◆ Jobs ◆
a – Why does the passage on the microfluidic ejector chip say that, with multiple mixing elements, priming needs to be done only once for each set of concentrations?
b – Extend the passage on the microfluidic ejector chip from the point where it stops.

◆ Quoted text ◆
++++++++++++++++++++
The priming is performed by dispensing droplets into a waste
reservoir.
[0028] Once the priming is completed, droplets, for example, of
about 20 picoliters (pL) in volume, are dispensed onto desired
locations on sensors. Excess material may then be dispensed into
the waste reservoir, and the next higher concentration mixed in the
mixing chamber. This procedure is repeated until all desired
concentrations are dispensed onto the sensor. Although this
approach lowers the number of elements used on the microfluidic
ejector chip, it does take some time to mix and dispense the
different concentrations. Accordingly, examples described herein
are not limited to a single set of mixing elements on the
microfluidic ejector chip 300, but may include multiple mixing
elements to create more than one dilution at a time, for example,
as described with respect to FIG. 4.
[0029] FIG. 4 is a drawing of a microfluidic ejector chip 400 that
includes multiple sets of on-chip mixing elements for multiple
microfluidic ejector nozzles, in accordance with an example. Like
numbered items are as described with respect to FIG. 3.
[0030] In the example of FIG. 4, the calibration reservoir 302 is
fluidically coupled to a second fluid meter 402 to feed fluid to a
second mixing chamber 404. Similarly, a second fluid meter 406 is
fluidically coupled to the dilution reservoir 308 to feed fluid to
the second mixing chamber 404. The mixed fluid from the second
mixing chamber 404 is provided to a second microfluidic ejector
408. In this example, two simultaneous dilutions may be mixed and
dispensed.
[0031] Further, examples are not limited to only two sets of mixing
elements. As shown in FIG. 4, the calibration reservoir 302 may be
fluidically coupled to each of a number of calibration fluid meters
410 to provide fluid to each of a number of mixing chambers 412.
Similarly, the dilution reservoir 308 may be fluidically coupled to
each of a number of dilution fluid meters 414 to provide fluid to
each of the mixing chambers 412. Each of the mixing chambers may
then provide a mixed fluid to one of a number of microfluidic
ejectors 416.
[0032] Using the multiple mixing elements, two stock solutions are
used to create varying concentrations in multiple on-chip mixing
chambers. This establishes a series of concentrations used to
create a calibration curve. Each of the concentrations may be
dispensed onto the surface of the sensor simultaneously. As each of
the concentrations are already mixed, priming will only need to be
done once for each set of concentrations. Further, this concept can
be expanded to include multiple calibration and dilution
reservoirs, enabling the calibration and analysis of complex
mixtures.
[0033] Mixing of solutions on a microfluidic chip may be difficult
due to the small scales involved. Effective techniques basically
involve two categories, passive mixing and active mixing.
++++++++++++++++++++
◆ Excerpted data ◆
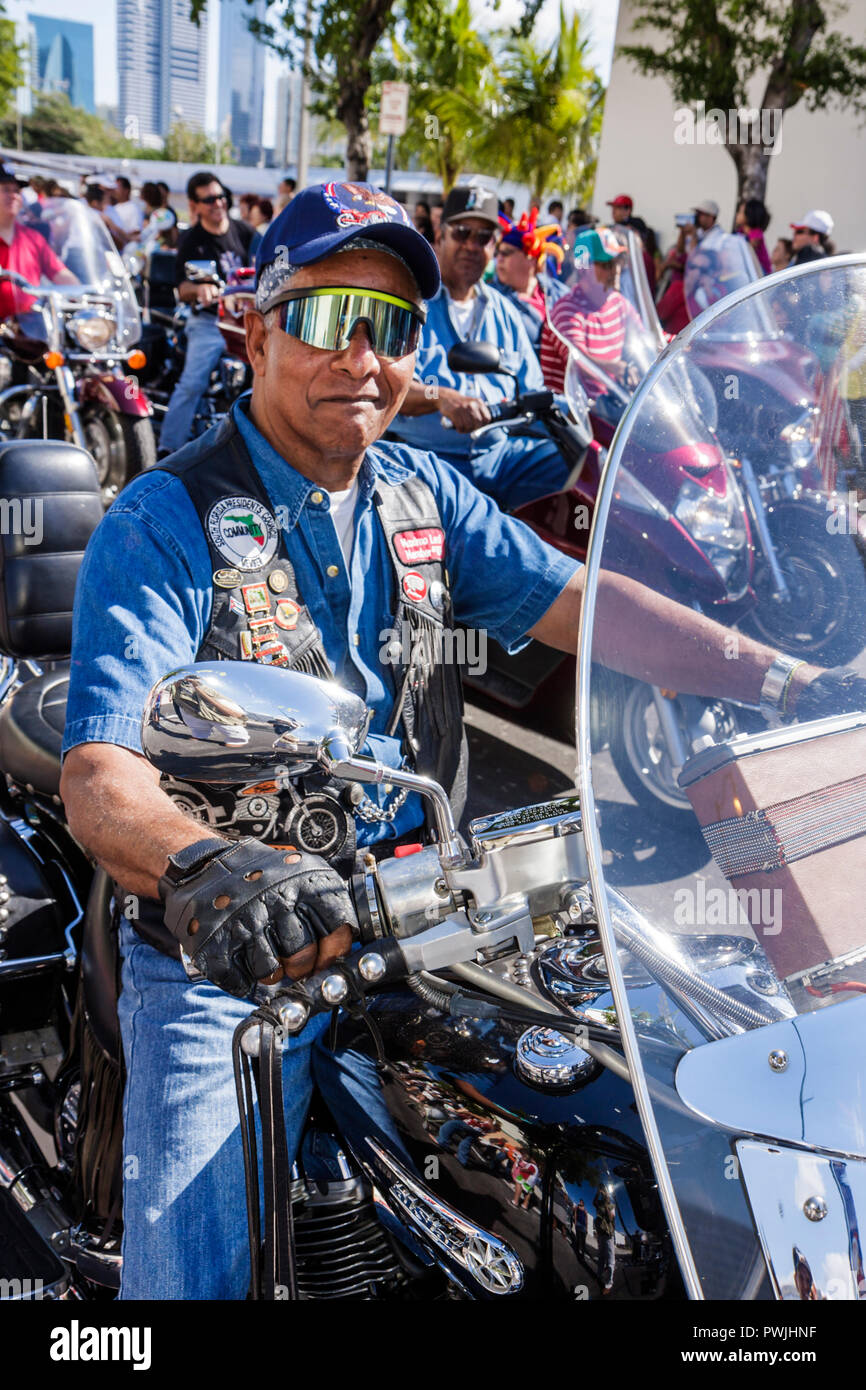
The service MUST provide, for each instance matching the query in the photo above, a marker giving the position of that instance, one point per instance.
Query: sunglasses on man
(328, 316)
(466, 234)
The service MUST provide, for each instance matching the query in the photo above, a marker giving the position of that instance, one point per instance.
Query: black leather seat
(31, 730)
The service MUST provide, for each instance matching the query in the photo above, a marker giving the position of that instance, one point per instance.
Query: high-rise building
(161, 59)
(184, 67)
(289, 96)
(61, 57)
(241, 93)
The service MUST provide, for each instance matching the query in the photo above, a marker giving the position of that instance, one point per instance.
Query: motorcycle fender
(121, 394)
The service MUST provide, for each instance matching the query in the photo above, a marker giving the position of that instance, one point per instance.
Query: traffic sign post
(394, 118)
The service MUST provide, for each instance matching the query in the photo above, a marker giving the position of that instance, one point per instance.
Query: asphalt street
(515, 762)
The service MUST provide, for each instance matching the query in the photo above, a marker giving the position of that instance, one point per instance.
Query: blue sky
(601, 17)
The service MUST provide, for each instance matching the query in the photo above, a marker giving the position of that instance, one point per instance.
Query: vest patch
(243, 533)
(420, 546)
(287, 615)
(414, 585)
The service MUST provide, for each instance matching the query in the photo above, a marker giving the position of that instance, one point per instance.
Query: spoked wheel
(120, 446)
(642, 758)
(823, 619)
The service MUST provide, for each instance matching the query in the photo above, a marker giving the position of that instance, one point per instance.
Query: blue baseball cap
(324, 217)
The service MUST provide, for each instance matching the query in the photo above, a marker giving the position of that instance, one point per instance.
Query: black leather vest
(259, 613)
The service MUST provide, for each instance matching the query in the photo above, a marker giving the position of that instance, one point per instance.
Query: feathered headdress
(531, 239)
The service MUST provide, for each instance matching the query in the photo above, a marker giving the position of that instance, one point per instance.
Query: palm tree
(546, 129)
(449, 67)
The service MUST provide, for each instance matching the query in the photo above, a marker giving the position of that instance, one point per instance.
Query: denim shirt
(499, 323)
(145, 591)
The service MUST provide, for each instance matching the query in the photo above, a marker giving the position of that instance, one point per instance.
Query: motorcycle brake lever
(345, 982)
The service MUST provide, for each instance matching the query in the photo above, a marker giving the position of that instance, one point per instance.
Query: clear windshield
(79, 239)
(610, 327)
(724, 797)
(717, 266)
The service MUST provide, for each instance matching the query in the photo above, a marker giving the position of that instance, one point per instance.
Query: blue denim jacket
(499, 323)
(145, 590)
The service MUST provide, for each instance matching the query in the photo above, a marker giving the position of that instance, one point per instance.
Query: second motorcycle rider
(289, 535)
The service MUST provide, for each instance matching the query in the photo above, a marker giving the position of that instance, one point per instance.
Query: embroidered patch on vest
(287, 615)
(420, 546)
(243, 531)
(414, 585)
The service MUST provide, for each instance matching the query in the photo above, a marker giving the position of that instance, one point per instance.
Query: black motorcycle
(476, 1008)
(558, 1091)
(68, 357)
(164, 339)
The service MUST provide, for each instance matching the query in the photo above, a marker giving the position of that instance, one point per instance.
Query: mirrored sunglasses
(328, 316)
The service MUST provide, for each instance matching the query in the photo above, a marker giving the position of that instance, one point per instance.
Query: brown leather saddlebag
(784, 812)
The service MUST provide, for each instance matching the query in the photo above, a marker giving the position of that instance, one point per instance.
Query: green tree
(713, 53)
(344, 42)
(61, 128)
(548, 118)
(188, 145)
(344, 38)
(449, 68)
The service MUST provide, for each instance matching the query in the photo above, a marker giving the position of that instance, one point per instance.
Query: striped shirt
(597, 331)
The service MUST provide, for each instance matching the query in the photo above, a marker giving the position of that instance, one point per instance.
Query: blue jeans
(205, 348)
(517, 470)
(185, 1233)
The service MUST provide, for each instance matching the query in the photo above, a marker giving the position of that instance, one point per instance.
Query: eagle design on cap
(376, 207)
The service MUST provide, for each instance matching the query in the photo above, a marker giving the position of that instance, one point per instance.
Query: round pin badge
(227, 578)
(285, 615)
(243, 531)
(414, 585)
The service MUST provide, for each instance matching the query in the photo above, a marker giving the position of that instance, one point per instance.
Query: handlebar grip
(345, 982)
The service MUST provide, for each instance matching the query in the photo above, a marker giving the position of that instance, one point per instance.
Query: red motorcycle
(67, 355)
(781, 420)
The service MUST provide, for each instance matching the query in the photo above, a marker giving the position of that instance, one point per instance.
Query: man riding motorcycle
(594, 316)
(444, 407)
(521, 253)
(213, 235)
(288, 535)
(24, 250)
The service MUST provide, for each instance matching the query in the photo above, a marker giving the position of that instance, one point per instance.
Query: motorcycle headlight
(799, 435)
(92, 331)
(631, 494)
(715, 521)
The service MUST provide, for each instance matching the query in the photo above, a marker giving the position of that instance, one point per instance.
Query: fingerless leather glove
(248, 906)
(837, 691)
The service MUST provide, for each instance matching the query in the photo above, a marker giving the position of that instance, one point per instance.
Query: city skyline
(241, 88)
(601, 15)
(61, 57)
(161, 66)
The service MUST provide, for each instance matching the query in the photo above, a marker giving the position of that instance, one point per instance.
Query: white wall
(822, 161)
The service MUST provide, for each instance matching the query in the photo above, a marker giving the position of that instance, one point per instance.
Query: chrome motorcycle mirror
(228, 722)
(476, 357)
(221, 722)
(200, 271)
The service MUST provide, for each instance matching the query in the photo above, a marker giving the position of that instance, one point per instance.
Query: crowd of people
(512, 280)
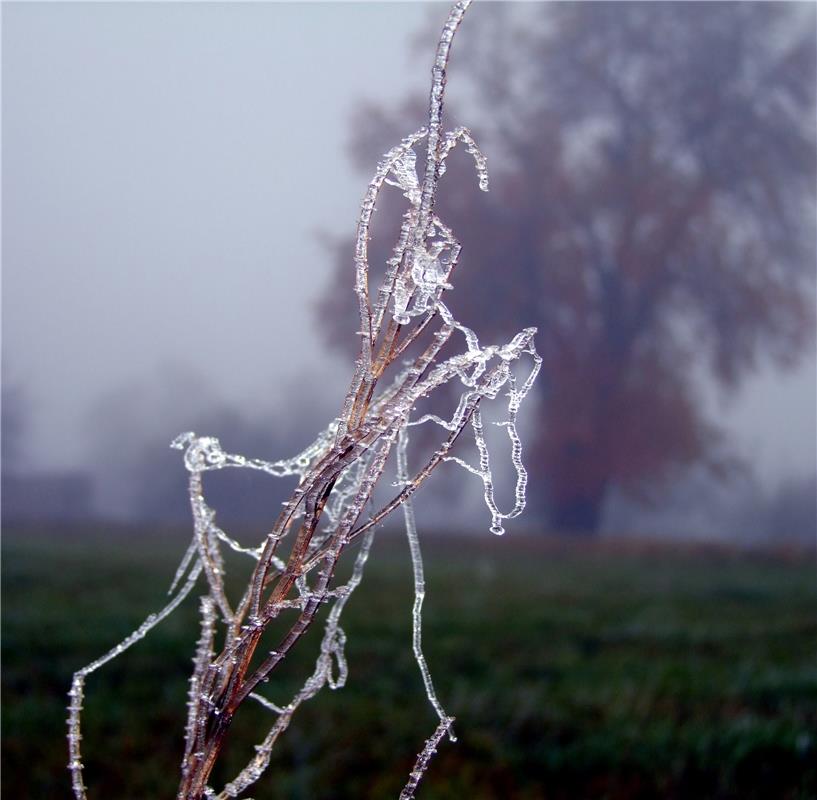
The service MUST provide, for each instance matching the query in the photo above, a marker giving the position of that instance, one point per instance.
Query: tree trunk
(578, 514)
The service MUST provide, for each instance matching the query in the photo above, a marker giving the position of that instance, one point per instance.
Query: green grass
(584, 670)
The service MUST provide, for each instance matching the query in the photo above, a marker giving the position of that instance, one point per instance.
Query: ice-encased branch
(337, 473)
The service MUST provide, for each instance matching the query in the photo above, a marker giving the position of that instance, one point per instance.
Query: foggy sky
(166, 168)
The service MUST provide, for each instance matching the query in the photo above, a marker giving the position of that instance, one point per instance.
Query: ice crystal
(337, 474)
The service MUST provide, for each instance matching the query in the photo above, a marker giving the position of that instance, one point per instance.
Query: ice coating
(330, 512)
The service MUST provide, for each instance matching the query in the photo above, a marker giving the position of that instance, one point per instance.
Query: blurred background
(180, 186)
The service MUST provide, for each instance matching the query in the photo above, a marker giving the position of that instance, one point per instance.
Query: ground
(621, 670)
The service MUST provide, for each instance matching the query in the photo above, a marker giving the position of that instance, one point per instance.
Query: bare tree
(656, 182)
(404, 329)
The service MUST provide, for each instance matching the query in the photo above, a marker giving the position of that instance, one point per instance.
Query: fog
(170, 174)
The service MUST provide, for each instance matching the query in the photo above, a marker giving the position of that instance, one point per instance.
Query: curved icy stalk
(419, 584)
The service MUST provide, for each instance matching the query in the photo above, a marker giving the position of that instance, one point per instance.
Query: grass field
(601, 670)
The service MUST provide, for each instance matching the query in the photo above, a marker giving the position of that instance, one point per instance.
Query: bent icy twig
(337, 474)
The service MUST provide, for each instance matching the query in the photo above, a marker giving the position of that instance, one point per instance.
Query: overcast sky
(165, 170)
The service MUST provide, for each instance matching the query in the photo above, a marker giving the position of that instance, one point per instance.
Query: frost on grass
(331, 508)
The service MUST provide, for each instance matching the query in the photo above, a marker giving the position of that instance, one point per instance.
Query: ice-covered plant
(337, 474)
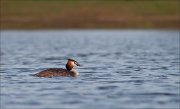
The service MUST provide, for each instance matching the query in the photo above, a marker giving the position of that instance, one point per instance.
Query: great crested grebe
(69, 71)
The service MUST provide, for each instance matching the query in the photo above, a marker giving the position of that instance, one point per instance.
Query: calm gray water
(135, 69)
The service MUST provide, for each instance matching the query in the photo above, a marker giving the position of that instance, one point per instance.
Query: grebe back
(69, 71)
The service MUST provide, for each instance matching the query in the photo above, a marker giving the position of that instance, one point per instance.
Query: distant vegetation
(57, 14)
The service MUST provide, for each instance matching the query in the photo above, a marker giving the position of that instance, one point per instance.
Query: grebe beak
(77, 64)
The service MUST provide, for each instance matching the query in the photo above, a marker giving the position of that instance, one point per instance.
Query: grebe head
(71, 63)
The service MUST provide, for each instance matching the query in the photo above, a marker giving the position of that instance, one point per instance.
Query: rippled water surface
(121, 69)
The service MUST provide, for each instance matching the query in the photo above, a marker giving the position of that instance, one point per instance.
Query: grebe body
(69, 71)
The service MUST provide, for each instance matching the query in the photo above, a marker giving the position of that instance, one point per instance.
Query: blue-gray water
(121, 69)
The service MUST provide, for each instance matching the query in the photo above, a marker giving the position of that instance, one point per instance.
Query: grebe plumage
(69, 71)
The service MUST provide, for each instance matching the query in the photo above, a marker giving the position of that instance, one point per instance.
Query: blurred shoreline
(57, 14)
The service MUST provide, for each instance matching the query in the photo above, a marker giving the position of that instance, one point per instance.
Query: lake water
(133, 69)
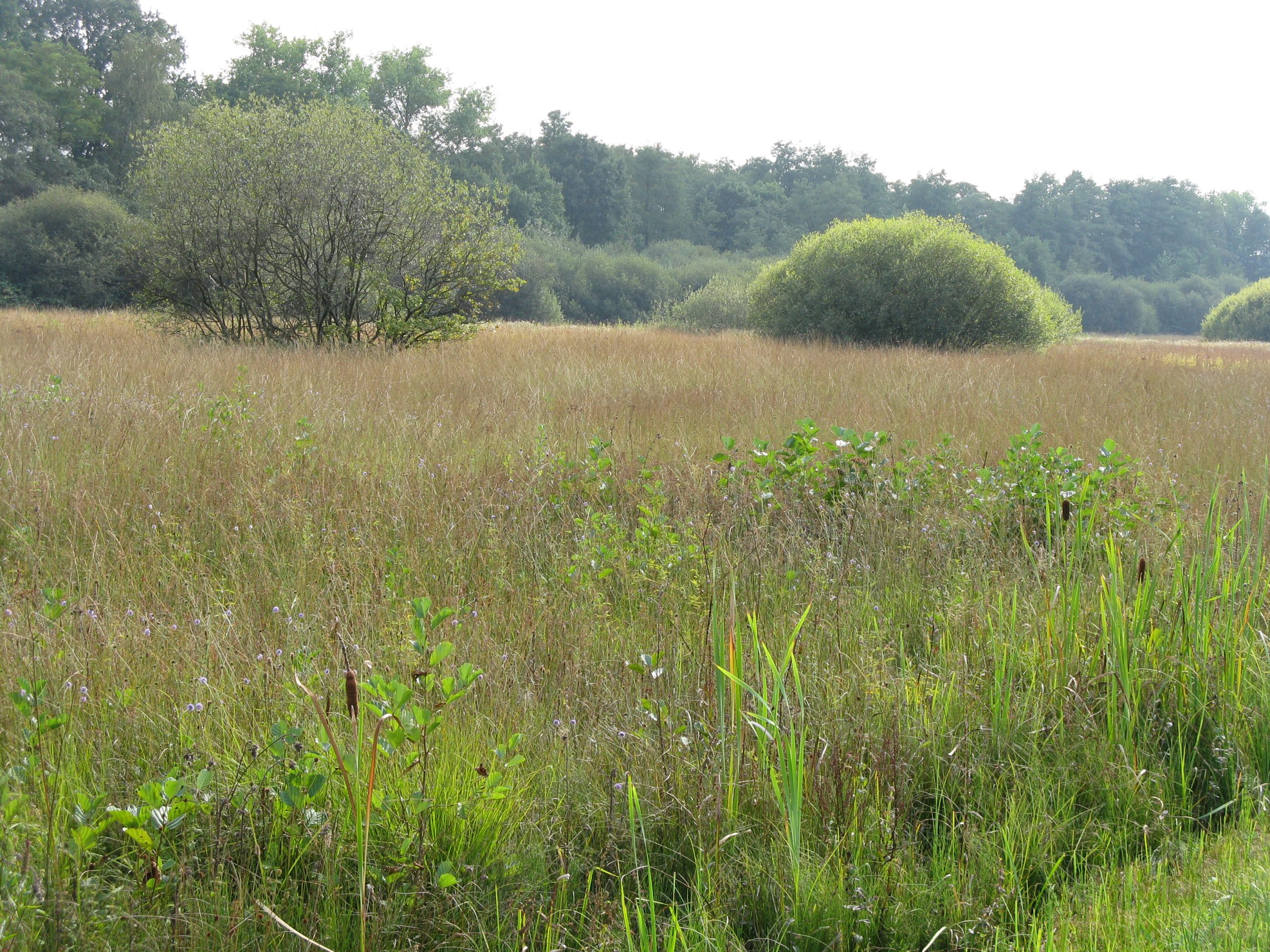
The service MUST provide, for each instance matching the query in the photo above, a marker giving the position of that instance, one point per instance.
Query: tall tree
(593, 180)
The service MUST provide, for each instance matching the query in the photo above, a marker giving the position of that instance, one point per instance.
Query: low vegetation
(1244, 315)
(564, 638)
(907, 281)
(67, 248)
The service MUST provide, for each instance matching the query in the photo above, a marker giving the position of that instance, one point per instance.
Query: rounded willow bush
(1245, 315)
(67, 248)
(907, 281)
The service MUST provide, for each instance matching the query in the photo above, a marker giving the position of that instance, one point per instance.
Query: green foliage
(723, 304)
(1110, 306)
(568, 281)
(316, 224)
(1244, 315)
(69, 248)
(907, 281)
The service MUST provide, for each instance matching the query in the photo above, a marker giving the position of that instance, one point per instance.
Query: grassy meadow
(524, 643)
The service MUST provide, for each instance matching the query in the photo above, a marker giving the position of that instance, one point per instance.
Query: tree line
(84, 82)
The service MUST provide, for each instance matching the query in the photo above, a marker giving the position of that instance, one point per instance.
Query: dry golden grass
(1202, 404)
(168, 486)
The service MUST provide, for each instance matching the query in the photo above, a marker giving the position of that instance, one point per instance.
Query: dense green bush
(316, 223)
(1244, 315)
(566, 280)
(723, 304)
(67, 248)
(1110, 306)
(915, 280)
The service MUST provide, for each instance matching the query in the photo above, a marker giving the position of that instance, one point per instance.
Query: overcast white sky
(994, 92)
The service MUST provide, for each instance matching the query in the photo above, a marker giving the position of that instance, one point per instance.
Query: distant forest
(82, 82)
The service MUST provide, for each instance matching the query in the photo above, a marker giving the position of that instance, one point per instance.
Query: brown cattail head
(351, 692)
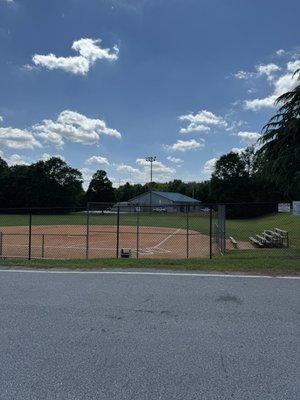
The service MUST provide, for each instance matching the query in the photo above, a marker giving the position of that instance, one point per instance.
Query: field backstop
(103, 230)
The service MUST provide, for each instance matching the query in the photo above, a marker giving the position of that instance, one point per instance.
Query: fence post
(43, 245)
(87, 231)
(137, 233)
(118, 230)
(187, 232)
(210, 232)
(30, 234)
(1, 244)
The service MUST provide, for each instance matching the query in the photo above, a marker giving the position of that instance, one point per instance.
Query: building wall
(144, 200)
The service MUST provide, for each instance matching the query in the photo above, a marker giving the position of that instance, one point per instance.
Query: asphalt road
(109, 336)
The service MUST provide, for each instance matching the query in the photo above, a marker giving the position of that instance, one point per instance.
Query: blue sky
(104, 83)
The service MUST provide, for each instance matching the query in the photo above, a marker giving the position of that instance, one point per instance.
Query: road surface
(148, 336)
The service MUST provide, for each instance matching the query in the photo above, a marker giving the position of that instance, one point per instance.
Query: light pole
(151, 160)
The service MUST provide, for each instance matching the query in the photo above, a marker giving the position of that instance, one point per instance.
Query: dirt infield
(72, 241)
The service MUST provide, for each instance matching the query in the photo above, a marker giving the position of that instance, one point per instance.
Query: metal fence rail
(103, 230)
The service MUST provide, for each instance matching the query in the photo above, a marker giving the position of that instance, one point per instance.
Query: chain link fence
(103, 230)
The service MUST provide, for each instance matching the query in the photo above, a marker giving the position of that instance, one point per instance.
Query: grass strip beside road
(271, 262)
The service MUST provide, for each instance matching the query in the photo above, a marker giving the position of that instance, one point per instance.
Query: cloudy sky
(104, 83)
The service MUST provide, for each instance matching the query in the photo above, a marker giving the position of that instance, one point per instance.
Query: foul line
(199, 275)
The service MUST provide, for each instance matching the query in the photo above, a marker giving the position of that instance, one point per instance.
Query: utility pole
(151, 160)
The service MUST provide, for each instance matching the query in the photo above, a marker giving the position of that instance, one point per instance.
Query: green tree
(100, 188)
(280, 151)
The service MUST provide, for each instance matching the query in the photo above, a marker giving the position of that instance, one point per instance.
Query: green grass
(266, 261)
(240, 229)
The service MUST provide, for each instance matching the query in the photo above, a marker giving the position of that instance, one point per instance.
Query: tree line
(269, 172)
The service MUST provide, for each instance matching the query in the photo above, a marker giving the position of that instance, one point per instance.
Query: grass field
(265, 261)
(241, 229)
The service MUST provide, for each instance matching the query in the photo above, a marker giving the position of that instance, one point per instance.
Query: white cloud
(243, 74)
(157, 166)
(281, 84)
(161, 172)
(268, 70)
(248, 137)
(46, 156)
(97, 160)
(127, 168)
(17, 159)
(87, 175)
(238, 150)
(201, 121)
(89, 50)
(186, 145)
(209, 166)
(175, 160)
(73, 127)
(292, 66)
(18, 138)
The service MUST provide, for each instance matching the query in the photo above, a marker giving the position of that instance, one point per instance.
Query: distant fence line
(160, 231)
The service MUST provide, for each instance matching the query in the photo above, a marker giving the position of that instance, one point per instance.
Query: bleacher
(276, 238)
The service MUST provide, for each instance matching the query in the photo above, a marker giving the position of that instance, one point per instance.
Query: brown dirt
(70, 241)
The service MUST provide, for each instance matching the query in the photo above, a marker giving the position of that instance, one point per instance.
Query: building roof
++++++++++++++++++++
◆ Results by task ◆
a – Priming needs to be done only once because each of the concentrations is already mixed. With multiple on-chip mixing chambers, the full series of concentrations is prepared from the two stock solutions before dispensing.

b –
[0034] FIG. 5 is a drawing of a passive mixing chamber 500, in
accordance with an example. Like numbered items are as described
with respect to FIG. 3. The passive mixing chamber 500 has a
flow-through channel 502 to provide a longer contact time frame for
diffusion between the calibration solution and the dilution
solvent. The length of the flow-through channel, or inter-diffusion
region, is determined by the desired contact time. A mixture
reservoir 504 may be included to store the mixed solution, provide
further contact time, or both. The flow-through channel 502 may be
a straight section of tubing, or may include variations, such as
S-shaped curves, to increase the contact time. Although the passive
mixing chamber 500 is shown in relation to the single set of mixing
elements described with respect to FIG. 3, it may be used in any of
the other configurations described herein, such as the variation
shown in FIG. 4.
[0035] FIG. 6 is a drawing of an active mixing chamber 600, in
accordance with an example. Like numbered items are as described
with respect to FIG. 3. The active mixing chamber has a structured
channel 602 through which the two solutions flow. In this example,
the structure channel 602 has indentations 604 that include
transducers 606 to introduce energy into the structured channel
602.
[0036] The transducers 606 may include piezoelectric transducers
powered by lines 608 embedded in the microfluidic ejector chip. The
piezoelectric transducers may be used to impose an ultrasonic
signal on the fluid's in the structure channel 602, causing the
formation and collapse of bubbles, which help to mix the
solutions.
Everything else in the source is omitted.